Tasks for this exercise ::
a) Name every specific grass or weed species mentioned in the lawn-weed thread.
b) Please edit the lawn-weed thread: write out again the part that opens with the words containing "The first pic" and closes with "in early spring.", replacing "prodiamine" with "dithiopyr".
c) In the lawn-weed thread, what did the soil test at the end of summer find?

Source extract ::
# Help identifying what has taken over my yard



## Jkelly25 (Oct 2, 2021)

Last fall my yard was dethatched and seeded, limed and fertilized. Soil tested in the spring and limed and fertilized. Lawn looked great. I don't know what kind of seed was used, but my yard is very shady so I assume a shady cool season blend. I tested the soil in the spring and added lime and a starter fertilizer as suggested. I got some weeds coming in and treated with Ortho weed be gone which seemed to work. Fertilized again in the summer. Weeds came back and I retreated with Ortho weed b gone. Didn't work as well. The weed looked to me to be nimblewill. 

I pulled it all by hand. 
Noticed my grass was lying down and started mowing a little lower and bagging the clippings. Tested soil at end of summer and found it had low ph and low n-p-k. 
Decided to manually rake before upcoming aeration and found the grass full of something that looks like maybe bent grass. I have been raking it out. Mat like, stolens above soil. Can anyone confirm or help me identify?


----------



## Thejarrod (Aug 5, 2018)

The first pic looks like Japanese stiltgrass to me. 
https://extension.psu.edu/lawn-and-turfgrass-weeds-japanese-stiltgrass-microstegium-vimineum-trin-a-camus?j=581934&sfmc_sub=43216721&l=159_HTML&u=12778165&mid=7234940&jb=12&utm_medium=email&utm_source=MarketingCloud&utm_campaign=GRIF_JAN_14_2021_GN_EM&utm_content=GRIF_JAN_14_2021_GN_EM&subscriberkey=0030W00003VHrx4QAD

Assuming it is stiltgrass, Pre emergent is by far the best option for control. I had very good control with prodiamine. Get it down in spring a few weeks before crabgrass timing as it tends to come in early spring.


----------



## jedross86 (Apr 27, 2021)

+1 on Japanese Stiltgrass on the first photo. Other photos look like something else.

Hand pull it before they get to seed if you can! It comes up really easily.


----------

Recorded data:
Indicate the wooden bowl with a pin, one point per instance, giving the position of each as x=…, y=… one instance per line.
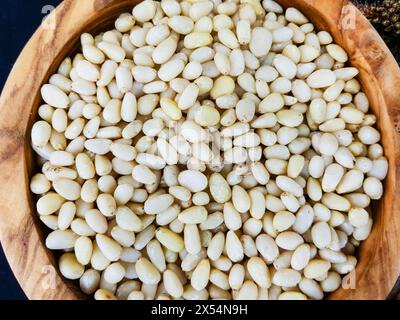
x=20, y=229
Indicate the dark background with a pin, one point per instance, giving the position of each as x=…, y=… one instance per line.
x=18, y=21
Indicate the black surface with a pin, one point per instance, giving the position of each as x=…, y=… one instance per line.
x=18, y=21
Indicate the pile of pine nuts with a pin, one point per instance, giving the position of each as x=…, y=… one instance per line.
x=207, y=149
* * *
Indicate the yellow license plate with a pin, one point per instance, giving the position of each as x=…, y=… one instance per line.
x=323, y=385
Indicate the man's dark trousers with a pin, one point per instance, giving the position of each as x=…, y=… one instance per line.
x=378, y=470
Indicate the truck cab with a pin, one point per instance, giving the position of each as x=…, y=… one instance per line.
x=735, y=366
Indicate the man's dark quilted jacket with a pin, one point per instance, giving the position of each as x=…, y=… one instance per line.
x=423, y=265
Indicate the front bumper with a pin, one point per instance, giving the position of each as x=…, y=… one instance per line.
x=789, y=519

Solutions by task ::
a) Nimblewill, bent grass, Japanese stiltgrass, crabgrass

b)
The first pic looks like Japanese stiltgrass to me. 
https://extension.psu.edu/lawn-and-turfgrass-weeds-japanese-stiltgrass-microstegium-vimineum-trin-a-camus?j=581934&sfmc_sub=43216721&l=159_HTML&u=12778165&mid=7234940&jb=12&utm_medium=email&utm_source=MarketingCloud&utm_campaign=GRIF_JAN_14_2021_GN_EM&utm_content=GRIF_JAN_14_2021_GN_EM&subscriberkey=0030W00003VHrx4QAD

Assuming it is stiltgrass, Pre emergent is by far the best option for control. I had very good control with dithiopyr. Get it down in spring a few weeks before crabgrass timing as it tends to come in early spring.

c) The soil had low pH and low N-P-K.